_Tekstfragment:_
────────────────────
Hyden, Albany, Walpole, Pemberton , Margaret River, Fremantle, Perth, en Alice Springs.

MARY 60 JAAR

Mary werd gisteren 10 november 60 jaar; we hebben dit heugelijke feit gevierd met een diner in het hotel in Alice Springs, waar we net gearriveerd zijn. S’ morgens vroeg had Mary het kadootje dat ze bij ons vertrek uit Nederland van haar zus Jantien, zwager, en moeder  had meegekregen, al uitgepakt. Heel leuk. We hebben veel sms-jes en mailtjes gekregen met felicitaties; iedereen willen we daarvoor bedanken. Het is goed te weten dat “uit het oog” niet altijd “uit het hart” hoeft te betekenen. Van de kinderen en kleinkinderen – waar we regelmatig mee skypen -, kregen we diverse foto’s toegestuurd, van o.a hun verjaardagen, en een aantal door hen voor hun 60- jarige oma gemaakte tekeningen en verf werken, waarvan er hier een paar afgebeeld zijn. Hartverwarmend allemaal.

Onder: De kleine Mary feliciteert hier enthousiast haar oma Mary waarnaar ze vernoemd is; ook Nico doet een duit in het felicitatie zakje. Hij weet zich tegenover ons sinds we van huis zijn, we zien dat op skype, niet zo goed een houding te geven. Misschien is ie wel een beetje boos omdat we zolang weg zijn.
────────────────────
_Verstrekte gegevens:_
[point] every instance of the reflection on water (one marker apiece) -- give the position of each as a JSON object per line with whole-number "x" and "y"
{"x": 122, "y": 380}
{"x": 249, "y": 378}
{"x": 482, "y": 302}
────────────────────
_Opdracht 1:_
Beantwoord op grond van het tekstfragment de volgende vragen:
(a) Op welke datum werd Mary 60 jaar?
(b) Hoe en waar werd deze verjaardag gevierd?
(c) Naar wie is de kleine Mary vernoemd?
_Opdracht 2:_
Noem alle plaatsnamen die in de eerste regel van het tekstfragment worden opgesomd.
_Opdracht 3:_
Vervang in het tekstfragment "diner" door "lunch" en geef de passage van "Hyden, Albany, Walpole, Pemberton" tot "zijn. Hartverwarmend allemaal." opnieuw weer.
Baseer u uitsluitend op het tekstfragment.

_Juiste uitkomst 1:_
(a) Op 10 november.
(b) Met een diner in het hotel in Alice Springs.
(c) Naar haar oma Mary.

_Juiste uitkomst 2:_
Hyden, Albany, Walpole, Pemberton, Margaret River, Fremantle, Perth en Alice Springs.

_Juiste uitkomst 3:_
Hyden, Albany, Walpole, Pemberton , Margaret River, Fremantle, Perth, en Alice Springs.

MARY 60 JAAR

Mary werd gisteren 10 november 60 jaar; we hebben dit heugelijke feit gevierd met een lunch in het hotel in Alice Springs, waar we net gearriveerd zijn. S’ morgens vroeg had Mary het kadootje dat ze bij ons vertrek uit Nederland van haar zus Jantien, zwager, en moeder  had meegekregen, al uitgepakt. Heel leuk. We hebben veel sms-jes en mailtjes gekregen met felicitaties; iedereen willen we daarvoor bedanken. Het is goed te weten dat “uit het oog” niet altijd “uit het hart” hoeft te betekenen. Van de kinderen en kleinkinderen – waar we regelmatig mee skypen -, kregen we diverse foto’s toegestuurd, van o.a hun verjaardagen, en een aantal door hen voor hun 60- jarige oma gemaakte tekeningen en verf werken, waarvan er hier een paar afgebeeld zijn. Hartverwarmend allemaal.